**Data to process**
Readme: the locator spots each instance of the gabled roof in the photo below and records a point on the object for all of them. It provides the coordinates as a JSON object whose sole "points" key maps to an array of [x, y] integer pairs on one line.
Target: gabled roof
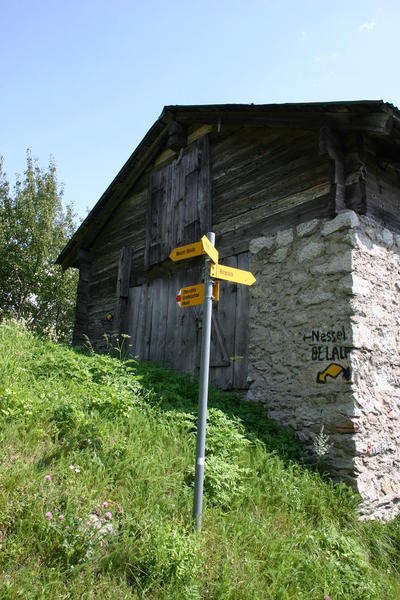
{"points": [[371, 116]]}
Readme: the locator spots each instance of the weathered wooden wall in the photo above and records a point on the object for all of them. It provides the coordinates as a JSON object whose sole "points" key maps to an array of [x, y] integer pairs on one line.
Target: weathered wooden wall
{"points": [[262, 180]]}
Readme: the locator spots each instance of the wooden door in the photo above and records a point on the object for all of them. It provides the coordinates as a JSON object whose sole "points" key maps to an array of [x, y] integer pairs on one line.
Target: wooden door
{"points": [[162, 332]]}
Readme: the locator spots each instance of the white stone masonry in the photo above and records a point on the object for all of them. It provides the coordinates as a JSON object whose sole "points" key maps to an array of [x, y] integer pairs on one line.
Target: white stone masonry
{"points": [[324, 346]]}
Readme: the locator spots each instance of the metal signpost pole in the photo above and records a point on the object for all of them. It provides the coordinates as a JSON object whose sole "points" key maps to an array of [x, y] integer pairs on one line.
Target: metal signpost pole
{"points": [[203, 391]]}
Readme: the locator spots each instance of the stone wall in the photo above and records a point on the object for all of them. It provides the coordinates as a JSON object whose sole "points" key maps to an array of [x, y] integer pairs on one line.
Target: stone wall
{"points": [[319, 356], [376, 365]]}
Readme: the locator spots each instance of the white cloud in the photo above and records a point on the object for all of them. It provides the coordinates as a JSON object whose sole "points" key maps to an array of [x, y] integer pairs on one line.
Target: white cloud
{"points": [[367, 26]]}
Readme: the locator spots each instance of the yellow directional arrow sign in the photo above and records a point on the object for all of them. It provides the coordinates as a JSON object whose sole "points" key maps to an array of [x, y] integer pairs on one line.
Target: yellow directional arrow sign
{"points": [[188, 251], [193, 295], [231, 274], [195, 249], [209, 249]]}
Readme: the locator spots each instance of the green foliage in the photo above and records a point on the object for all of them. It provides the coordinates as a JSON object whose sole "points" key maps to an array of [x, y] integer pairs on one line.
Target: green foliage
{"points": [[96, 496], [33, 230]]}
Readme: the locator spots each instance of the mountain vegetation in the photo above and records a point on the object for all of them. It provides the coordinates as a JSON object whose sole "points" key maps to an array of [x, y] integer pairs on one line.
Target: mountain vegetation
{"points": [[96, 491], [34, 227]]}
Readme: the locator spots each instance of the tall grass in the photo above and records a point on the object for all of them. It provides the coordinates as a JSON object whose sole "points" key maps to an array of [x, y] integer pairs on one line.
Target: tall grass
{"points": [[96, 476]]}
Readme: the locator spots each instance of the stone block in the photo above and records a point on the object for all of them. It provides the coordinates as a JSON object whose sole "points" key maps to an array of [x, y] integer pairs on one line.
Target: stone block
{"points": [[386, 237], [279, 255], [337, 264], [310, 251], [261, 243], [311, 297], [305, 229], [344, 220], [284, 238]]}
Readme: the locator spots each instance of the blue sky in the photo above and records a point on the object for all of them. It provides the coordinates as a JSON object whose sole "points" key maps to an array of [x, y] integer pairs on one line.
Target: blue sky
{"points": [[82, 81]]}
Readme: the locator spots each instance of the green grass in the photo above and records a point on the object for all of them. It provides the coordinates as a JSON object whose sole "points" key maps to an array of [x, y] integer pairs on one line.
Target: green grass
{"points": [[272, 529]]}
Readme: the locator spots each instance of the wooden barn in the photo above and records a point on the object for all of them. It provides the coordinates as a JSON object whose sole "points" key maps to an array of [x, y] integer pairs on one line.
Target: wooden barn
{"points": [[239, 170], [306, 196]]}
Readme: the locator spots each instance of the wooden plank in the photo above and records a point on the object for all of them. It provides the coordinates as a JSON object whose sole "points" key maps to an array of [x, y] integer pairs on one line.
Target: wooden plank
{"points": [[123, 277], [199, 132], [373, 122], [134, 318], [170, 344], [81, 325], [164, 156], [240, 355], [204, 189], [156, 338]]}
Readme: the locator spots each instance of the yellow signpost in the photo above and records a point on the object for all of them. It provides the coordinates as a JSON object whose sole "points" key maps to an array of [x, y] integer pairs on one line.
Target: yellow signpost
{"points": [[209, 249], [188, 251], [231, 274], [193, 295], [195, 249]]}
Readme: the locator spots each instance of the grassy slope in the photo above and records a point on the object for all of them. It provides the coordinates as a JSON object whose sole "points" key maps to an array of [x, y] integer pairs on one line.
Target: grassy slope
{"points": [[271, 528]]}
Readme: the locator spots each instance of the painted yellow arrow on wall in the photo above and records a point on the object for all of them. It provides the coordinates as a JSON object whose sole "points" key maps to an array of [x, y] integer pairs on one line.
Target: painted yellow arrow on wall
{"points": [[333, 370]]}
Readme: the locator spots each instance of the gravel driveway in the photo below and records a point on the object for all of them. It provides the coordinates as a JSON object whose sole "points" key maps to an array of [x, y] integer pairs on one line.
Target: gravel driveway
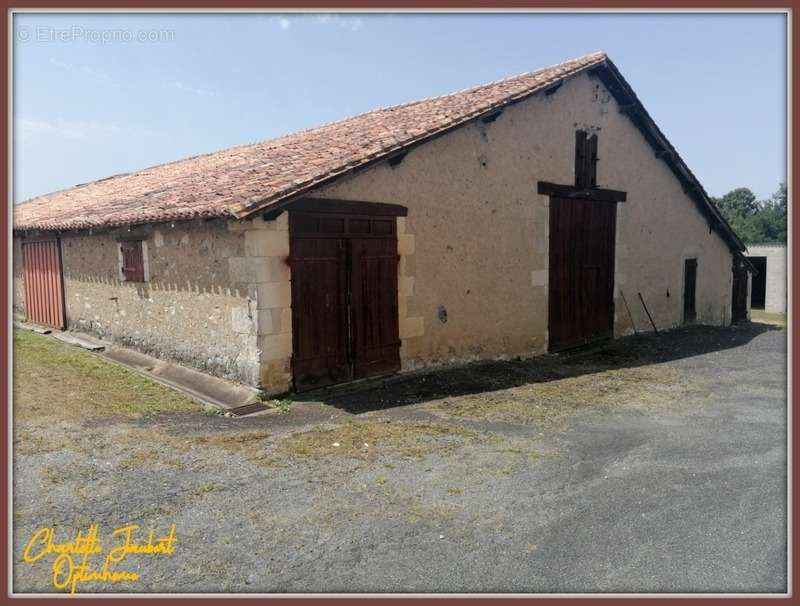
{"points": [[653, 463]]}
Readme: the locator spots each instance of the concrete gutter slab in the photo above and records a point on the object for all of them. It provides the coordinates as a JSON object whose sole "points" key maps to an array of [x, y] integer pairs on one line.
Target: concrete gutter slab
{"points": [[235, 398], [42, 330], [80, 340], [200, 386]]}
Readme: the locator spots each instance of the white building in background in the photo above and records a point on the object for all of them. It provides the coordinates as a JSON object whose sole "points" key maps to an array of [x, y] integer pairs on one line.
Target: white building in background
{"points": [[769, 286]]}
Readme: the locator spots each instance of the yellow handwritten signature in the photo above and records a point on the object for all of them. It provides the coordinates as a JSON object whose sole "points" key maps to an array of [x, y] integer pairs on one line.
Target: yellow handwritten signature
{"points": [[72, 563]]}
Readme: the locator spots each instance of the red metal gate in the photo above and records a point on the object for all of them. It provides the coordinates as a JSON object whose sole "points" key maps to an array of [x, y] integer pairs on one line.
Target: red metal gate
{"points": [[44, 284]]}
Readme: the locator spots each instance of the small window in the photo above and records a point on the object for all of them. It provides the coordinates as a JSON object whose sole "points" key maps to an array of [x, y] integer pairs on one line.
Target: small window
{"points": [[585, 159], [132, 261]]}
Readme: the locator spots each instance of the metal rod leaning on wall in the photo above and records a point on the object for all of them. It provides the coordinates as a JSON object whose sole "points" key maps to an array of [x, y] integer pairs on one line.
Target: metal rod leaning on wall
{"points": [[653, 324], [630, 315]]}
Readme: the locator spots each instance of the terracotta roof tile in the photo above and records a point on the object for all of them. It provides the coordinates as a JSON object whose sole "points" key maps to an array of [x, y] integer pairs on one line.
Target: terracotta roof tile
{"points": [[237, 181]]}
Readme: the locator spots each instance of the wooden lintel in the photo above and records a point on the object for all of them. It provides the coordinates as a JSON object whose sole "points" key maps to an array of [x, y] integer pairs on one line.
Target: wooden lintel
{"points": [[595, 194], [351, 207]]}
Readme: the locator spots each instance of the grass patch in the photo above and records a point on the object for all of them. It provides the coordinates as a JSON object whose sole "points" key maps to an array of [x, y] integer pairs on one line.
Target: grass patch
{"points": [[250, 445], [550, 403], [204, 488], [282, 405], [768, 317], [358, 439], [56, 380]]}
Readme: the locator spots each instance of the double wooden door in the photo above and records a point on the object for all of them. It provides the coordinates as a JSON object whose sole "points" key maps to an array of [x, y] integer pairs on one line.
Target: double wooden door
{"points": [[344, 298], [581, 280], [44, 283]]}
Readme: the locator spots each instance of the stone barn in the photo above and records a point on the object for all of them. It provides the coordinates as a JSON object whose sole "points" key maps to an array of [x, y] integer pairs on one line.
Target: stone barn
{"points": [[532, 214], [768, 290]]}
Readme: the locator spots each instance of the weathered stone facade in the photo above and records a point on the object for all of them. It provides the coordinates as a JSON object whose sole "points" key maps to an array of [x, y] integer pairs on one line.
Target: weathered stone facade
{"points": [[473, 251]]}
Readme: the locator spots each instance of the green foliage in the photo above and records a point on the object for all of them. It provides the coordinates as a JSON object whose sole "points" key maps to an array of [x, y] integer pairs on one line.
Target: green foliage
{"points": [[755, 221]]}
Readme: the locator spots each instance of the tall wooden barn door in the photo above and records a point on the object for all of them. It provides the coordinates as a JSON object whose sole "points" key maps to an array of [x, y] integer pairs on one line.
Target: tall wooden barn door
{"points": [[581, 282], [373, 306], [583, 223], [689, 290], [344, 296], [319, 308], [44, 283]]}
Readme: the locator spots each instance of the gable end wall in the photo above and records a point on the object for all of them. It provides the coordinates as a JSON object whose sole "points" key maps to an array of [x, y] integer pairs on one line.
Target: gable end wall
{"points": [[476, 237]]}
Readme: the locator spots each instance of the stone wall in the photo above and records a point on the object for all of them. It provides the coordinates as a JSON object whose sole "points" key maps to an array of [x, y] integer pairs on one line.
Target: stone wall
{"points": [[197, 307], [266, 267]]}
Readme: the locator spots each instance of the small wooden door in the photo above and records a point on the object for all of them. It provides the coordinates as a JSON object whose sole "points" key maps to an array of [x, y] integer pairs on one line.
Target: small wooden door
{"points": [[581, 281], [319, 307], [44, 283], [739, 295], [689, 291], [344, 297], [376, 334]]}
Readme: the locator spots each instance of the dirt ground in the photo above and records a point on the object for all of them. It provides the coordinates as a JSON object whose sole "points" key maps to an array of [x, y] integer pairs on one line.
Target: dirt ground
{"points": [[652, 463]]}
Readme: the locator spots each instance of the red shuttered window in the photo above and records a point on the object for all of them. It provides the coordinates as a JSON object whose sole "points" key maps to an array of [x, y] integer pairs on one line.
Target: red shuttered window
{"points": [[132, 261]]}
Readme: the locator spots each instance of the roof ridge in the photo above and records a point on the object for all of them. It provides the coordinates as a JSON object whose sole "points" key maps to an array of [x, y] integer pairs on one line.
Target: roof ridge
{"points": [[265, 142]]}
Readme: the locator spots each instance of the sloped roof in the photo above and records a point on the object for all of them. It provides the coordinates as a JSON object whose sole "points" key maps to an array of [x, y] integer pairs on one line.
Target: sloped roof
{"points": [[234, 182], [240, 181]]}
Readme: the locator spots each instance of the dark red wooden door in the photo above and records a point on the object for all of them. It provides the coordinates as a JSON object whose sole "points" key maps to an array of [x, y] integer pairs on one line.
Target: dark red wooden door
{"points": [[739, 310], [376, 338], [689, 290], [581, 280], [44, 284], [320, 322], [344, 297]]}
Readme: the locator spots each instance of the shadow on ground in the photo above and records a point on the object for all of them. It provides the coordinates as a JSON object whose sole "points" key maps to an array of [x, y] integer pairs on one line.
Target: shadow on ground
{"points": [[481, 377]]}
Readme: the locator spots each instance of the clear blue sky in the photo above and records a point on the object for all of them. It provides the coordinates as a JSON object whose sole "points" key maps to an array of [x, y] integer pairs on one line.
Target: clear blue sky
{"points": [[85, 108]]}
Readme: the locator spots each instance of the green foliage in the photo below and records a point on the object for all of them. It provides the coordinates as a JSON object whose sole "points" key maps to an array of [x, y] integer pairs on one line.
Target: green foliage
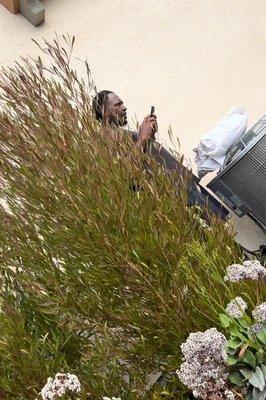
{"points": [[96, 279], [246, 356]]}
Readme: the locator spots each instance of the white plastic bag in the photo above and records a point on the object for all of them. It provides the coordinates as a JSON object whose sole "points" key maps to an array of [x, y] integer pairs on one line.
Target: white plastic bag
{"points": [[212, 148]]}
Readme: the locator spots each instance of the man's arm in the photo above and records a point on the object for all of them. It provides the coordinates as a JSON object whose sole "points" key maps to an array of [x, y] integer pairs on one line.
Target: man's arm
{"points": [[147, 128]]}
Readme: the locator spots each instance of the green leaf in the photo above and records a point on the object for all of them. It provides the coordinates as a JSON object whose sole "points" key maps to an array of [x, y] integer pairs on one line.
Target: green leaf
{"points": [[236, 378], [235, 332], [257, 379], [247, 373], [258, 395], [234, 343], [259, 356], [231, 360], [263, 369], [225, 320], [243, 322], [261, 335], [249, 359]]}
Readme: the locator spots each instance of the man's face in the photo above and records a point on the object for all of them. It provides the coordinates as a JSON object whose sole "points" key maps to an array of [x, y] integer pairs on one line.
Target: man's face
{"points": [[115, 110]]}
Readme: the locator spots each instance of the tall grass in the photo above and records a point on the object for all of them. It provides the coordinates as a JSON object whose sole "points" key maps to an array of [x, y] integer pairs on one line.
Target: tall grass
{"points": [[97, 279]]}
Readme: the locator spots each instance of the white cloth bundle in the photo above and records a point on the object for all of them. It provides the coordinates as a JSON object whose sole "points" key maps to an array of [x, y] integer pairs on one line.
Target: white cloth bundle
{"points": [[212, 148]]}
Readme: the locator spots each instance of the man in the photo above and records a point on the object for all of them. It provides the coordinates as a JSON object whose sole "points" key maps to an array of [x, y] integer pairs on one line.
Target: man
{"points": [[111, 111]]}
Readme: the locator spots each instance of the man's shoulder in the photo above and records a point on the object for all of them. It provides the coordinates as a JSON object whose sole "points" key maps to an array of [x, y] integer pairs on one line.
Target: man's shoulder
{"points": [[132, 133]]}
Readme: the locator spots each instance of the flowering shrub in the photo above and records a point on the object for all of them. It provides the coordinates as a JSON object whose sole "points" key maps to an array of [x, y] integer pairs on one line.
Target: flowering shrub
{"points": [[246, 347], [203, 369], [248, 270], [59, 386], [215, 367]]}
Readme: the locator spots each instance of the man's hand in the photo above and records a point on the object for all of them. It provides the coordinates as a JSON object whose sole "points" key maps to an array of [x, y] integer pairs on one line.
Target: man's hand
{"points": [[147, 129]]}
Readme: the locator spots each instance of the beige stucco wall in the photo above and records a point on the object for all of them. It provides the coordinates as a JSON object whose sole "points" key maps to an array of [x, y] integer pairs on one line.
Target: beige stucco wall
{"points": [[192, 59]]}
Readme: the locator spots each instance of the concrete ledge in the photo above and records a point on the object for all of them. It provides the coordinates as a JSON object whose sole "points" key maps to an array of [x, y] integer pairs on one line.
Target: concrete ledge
{"points": [[11, 5], [33, 11]]}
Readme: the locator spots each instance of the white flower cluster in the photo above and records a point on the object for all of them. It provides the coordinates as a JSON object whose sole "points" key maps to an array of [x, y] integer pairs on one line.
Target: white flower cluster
{"points": [[59, 386], [259, 313], [203, 368], [249, 270], [111, 398], [254, 329], [236, 308]]}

**Work to do**
In the records above, return only the line that contains "Readme: the locator spots each instance of the concrete ledge" and every line after it through the last, exactly as they appear.

**Solution below**
Readme: the locator spots each instance of the concrete ledge in the photo above and records a point on the object for all of them. It provides the coordinates as a JSON object whose sole "points" key maps to an array of [x, y] integer pairs on one line.
Target: concrete ledge
{"points": [[11, 5], [33, 11]]}
Readme: the locator spots each instance of the white flower cluster in the photo above and records a point on the object for all of them. It provides the coordinates as a JSON object whose sole "points" key maps to an array of [x, y] integer pairs on one line.
Target: white flower cluster
{"points": [[59, 386], [259, 313], [203, 368], [249, 270], [111, 398], [254, 329], [236, 308]]}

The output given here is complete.